What this task involves: Rewrite the records below with every "instance" changed to "occurrence" and everything else kept the same. Omit the pictures from your version.

Listed entries:
········

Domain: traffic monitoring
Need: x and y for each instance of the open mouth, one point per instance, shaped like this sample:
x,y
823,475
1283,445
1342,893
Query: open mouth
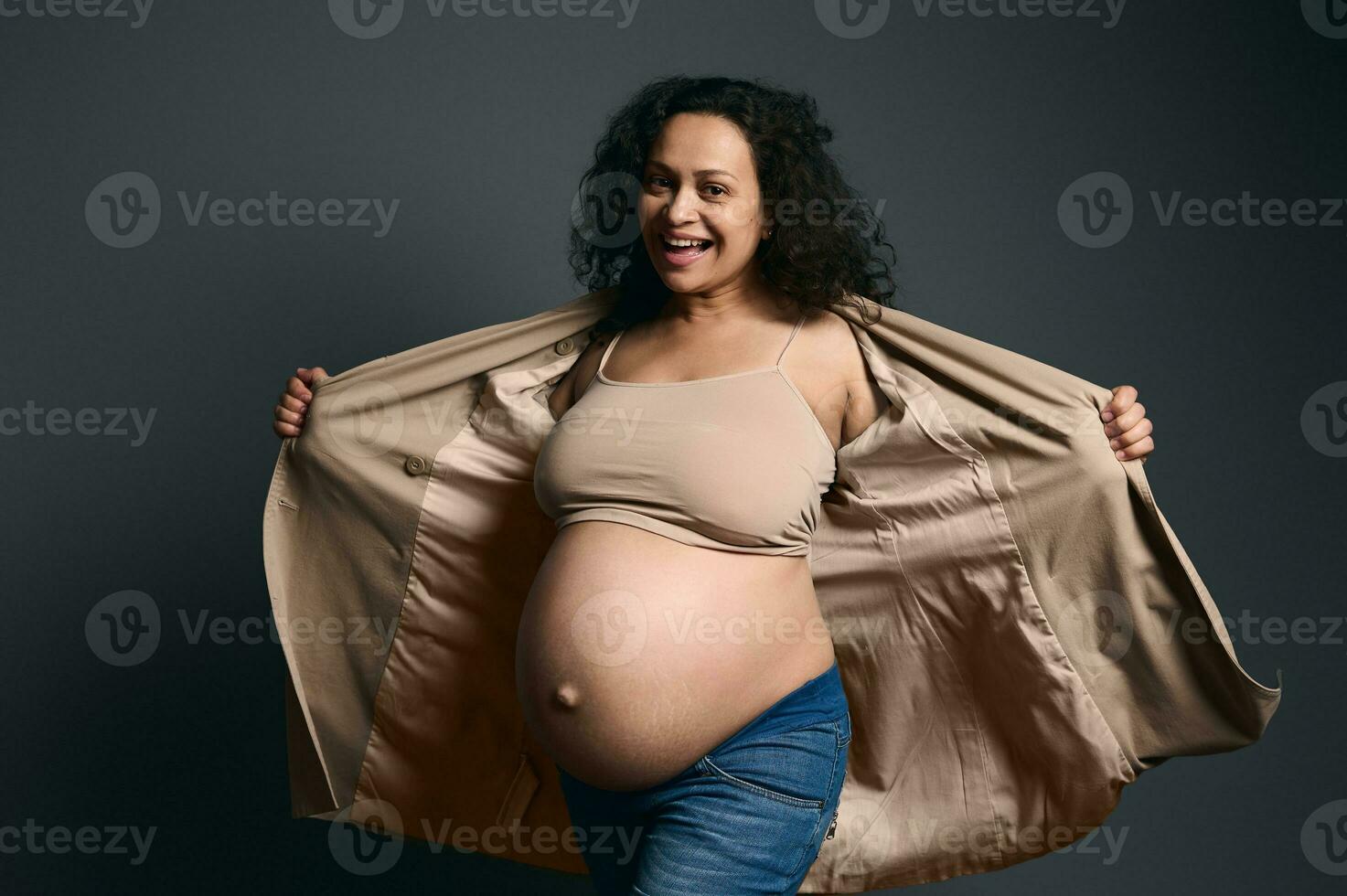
x,y
685,248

········

Task solution:
Domain: traffic monitoring
Need: x and y for each occurrence of the open mouth, one point per occurrence, shaped like this sample:
x,y
823,475
1283,445
1342,893
Query: open mouth
x,y
685,248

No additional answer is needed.